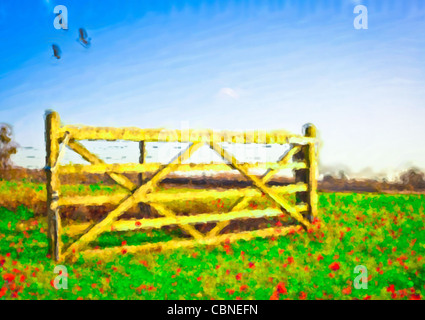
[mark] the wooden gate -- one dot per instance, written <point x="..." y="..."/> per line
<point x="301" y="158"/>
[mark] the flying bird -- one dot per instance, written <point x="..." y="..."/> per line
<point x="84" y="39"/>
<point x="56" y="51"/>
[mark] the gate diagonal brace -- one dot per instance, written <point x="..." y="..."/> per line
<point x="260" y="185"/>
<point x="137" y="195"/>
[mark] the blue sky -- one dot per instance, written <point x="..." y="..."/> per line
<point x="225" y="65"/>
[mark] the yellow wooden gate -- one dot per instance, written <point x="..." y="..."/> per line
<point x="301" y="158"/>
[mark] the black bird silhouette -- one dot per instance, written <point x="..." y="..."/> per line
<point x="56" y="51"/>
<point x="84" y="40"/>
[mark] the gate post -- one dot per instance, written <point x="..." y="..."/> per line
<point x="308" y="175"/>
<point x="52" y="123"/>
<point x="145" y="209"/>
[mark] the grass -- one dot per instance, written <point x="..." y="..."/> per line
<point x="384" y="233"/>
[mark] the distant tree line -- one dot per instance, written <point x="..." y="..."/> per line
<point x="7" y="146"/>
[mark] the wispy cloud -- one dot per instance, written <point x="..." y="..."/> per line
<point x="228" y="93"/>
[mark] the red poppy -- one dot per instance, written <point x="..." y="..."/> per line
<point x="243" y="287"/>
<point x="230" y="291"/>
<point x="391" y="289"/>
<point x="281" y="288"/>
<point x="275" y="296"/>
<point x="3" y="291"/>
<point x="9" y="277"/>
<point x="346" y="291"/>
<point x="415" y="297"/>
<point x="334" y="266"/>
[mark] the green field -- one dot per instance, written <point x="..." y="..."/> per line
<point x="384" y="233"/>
□ □ □ □ □
What is needed is an exact copy of the entries, without any images.

=== Written answer ===
[mark] the wooden gate -- one dot per instance, written <point x="..." y="..."/> per line
<point x="301" y="158"/>
[mark] the flying bird -- one dot per instance, written <point x="..." y="..."/> per line
<point x="84" y="39"/>
<point x="56" y="51"/>
[mark] the gate diagonal brace -- one dot per instance, written <point x="..." y="..."/> per line
<point x="260" y="185"/>
<point x="137" y="195"/>
[mark] the blue sky -- one dot per instance, written <point x="..." y="..."/> per line
<point x="225" y="65"/>
[mark] the yellow wooden gate -- one dot per instance, written <point x="..." y="..."/> per line
<point x="301" y="158"/>
[mark] the black bird silhouette -- one dot per instance, written <point x="..." y="..."/> per line
<point x="56" y="51"/>
<point x="84" y="40"/>
[mark] the gate post -- one dot per instance, written <point x="..." y="..."/> per line
<point x="308" y="175"/>
<point x="52" y="123"/>
<point x="145" y="209"/>
[mark] the grass -- one dot per instance, written <point x="..." y="..."/> per line
<point x="384" y="233"/>
[mark] the distant tree line -- one dot per instance, written <point x="..." y="..."/> per line
<point x="7" y="146"/>
[mark] the wispy cloud -- one dot per instance, written <point x="..." y="..."/> per line
<point x="228" y="93"/>
[mark] the red poppy -- one dot per instance, written <point x="..." y="..."/> per line
<point x="243" y="287"/>
<point x="230" y="291"/>
<point x="391" y="289"/>
<point x="281" y="288"/>
<point x="275" y="296"/>
<point x="3" y="291"/>
<point x="9" y="277"/>
<point x="346" y="291"/>
<point x="415" y="297"/>
<point x="334" y="266"/>
[mark] the green field -- one dot per instance, written <point x="..." y="..."/> per line
<point x="384" y="233"/>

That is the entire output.